Excerpts of labeled region records
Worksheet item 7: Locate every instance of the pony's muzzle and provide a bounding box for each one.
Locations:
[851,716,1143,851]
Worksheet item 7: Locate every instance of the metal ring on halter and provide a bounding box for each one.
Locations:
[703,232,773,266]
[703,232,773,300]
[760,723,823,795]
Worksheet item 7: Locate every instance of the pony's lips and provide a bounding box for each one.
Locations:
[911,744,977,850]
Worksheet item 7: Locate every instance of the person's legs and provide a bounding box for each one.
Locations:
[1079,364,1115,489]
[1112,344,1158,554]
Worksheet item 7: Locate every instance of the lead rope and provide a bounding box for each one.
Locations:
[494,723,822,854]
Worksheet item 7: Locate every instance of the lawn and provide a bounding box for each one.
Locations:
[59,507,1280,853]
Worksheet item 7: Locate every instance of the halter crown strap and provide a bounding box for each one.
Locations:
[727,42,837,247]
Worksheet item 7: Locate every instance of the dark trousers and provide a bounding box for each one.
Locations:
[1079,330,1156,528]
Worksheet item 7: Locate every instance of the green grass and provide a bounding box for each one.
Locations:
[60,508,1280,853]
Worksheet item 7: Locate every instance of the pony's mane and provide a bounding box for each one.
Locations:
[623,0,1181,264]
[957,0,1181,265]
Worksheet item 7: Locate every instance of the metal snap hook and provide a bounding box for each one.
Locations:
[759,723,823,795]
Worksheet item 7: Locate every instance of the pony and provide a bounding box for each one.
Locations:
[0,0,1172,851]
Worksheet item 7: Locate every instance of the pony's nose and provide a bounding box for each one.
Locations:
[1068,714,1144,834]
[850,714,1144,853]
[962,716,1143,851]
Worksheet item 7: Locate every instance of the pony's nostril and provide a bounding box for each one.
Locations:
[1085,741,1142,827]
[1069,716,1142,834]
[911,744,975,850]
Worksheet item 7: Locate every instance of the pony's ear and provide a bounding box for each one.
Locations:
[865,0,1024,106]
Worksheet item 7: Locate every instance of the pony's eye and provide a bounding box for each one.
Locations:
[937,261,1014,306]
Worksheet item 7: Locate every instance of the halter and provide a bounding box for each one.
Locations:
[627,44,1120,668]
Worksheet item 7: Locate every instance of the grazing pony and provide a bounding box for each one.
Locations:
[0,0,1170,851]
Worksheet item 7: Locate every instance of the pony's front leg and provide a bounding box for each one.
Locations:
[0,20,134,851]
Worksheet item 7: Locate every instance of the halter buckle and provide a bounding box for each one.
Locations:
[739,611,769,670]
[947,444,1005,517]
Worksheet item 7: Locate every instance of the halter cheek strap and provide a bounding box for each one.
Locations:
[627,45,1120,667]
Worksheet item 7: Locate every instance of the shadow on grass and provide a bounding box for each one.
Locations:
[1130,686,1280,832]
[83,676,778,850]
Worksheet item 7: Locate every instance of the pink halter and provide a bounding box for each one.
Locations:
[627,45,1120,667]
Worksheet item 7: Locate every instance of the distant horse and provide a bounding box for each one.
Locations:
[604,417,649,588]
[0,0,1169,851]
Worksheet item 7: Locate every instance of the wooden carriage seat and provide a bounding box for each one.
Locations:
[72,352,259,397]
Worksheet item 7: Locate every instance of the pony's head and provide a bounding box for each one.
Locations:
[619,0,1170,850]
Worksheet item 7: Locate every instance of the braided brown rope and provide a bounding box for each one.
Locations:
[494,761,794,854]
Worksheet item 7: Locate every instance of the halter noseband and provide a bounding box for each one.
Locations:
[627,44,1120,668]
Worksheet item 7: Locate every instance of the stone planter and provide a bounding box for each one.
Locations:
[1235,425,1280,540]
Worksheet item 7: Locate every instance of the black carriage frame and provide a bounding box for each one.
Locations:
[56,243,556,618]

--

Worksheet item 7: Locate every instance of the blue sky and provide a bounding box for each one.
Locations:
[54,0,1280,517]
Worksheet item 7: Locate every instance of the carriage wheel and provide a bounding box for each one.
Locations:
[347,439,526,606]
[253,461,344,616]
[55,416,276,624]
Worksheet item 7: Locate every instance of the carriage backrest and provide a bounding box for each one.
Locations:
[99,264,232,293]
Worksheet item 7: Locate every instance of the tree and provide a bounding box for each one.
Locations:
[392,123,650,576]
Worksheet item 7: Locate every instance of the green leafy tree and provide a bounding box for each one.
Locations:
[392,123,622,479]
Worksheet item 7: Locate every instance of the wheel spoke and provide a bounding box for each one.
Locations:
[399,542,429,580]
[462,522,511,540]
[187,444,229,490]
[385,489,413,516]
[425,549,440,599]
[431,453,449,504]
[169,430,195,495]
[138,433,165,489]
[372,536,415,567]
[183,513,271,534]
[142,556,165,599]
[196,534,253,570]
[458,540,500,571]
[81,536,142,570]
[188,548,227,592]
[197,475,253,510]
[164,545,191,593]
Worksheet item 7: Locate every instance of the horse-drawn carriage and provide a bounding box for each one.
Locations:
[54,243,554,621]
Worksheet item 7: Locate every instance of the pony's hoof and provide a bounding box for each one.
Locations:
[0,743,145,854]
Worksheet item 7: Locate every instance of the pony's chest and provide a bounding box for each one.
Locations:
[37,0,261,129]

(Instruction)
Lay out the lines from the one containing "Worksheet item 7: Locate every instance of the stone" up to and including the one containing "[56,243,556,618]" as a Markdown table with the columns No. and Text, numbering each row and omitting blank lines.

(Result of this task)
| No. | Text |
|---|---|
| 1 | Worksheet item 7: Locate every instance of the stone planter and provide a bounding box for each one. |
| 2 | Locations: |
| 3 | [1235,425,1280,540] |
| 4 | Worksheet item 7: Locate every instance of the black carriage frame and provide a bounding box for each one. |
| 5 | Locations: |
| 6 | [56,243,556,618] |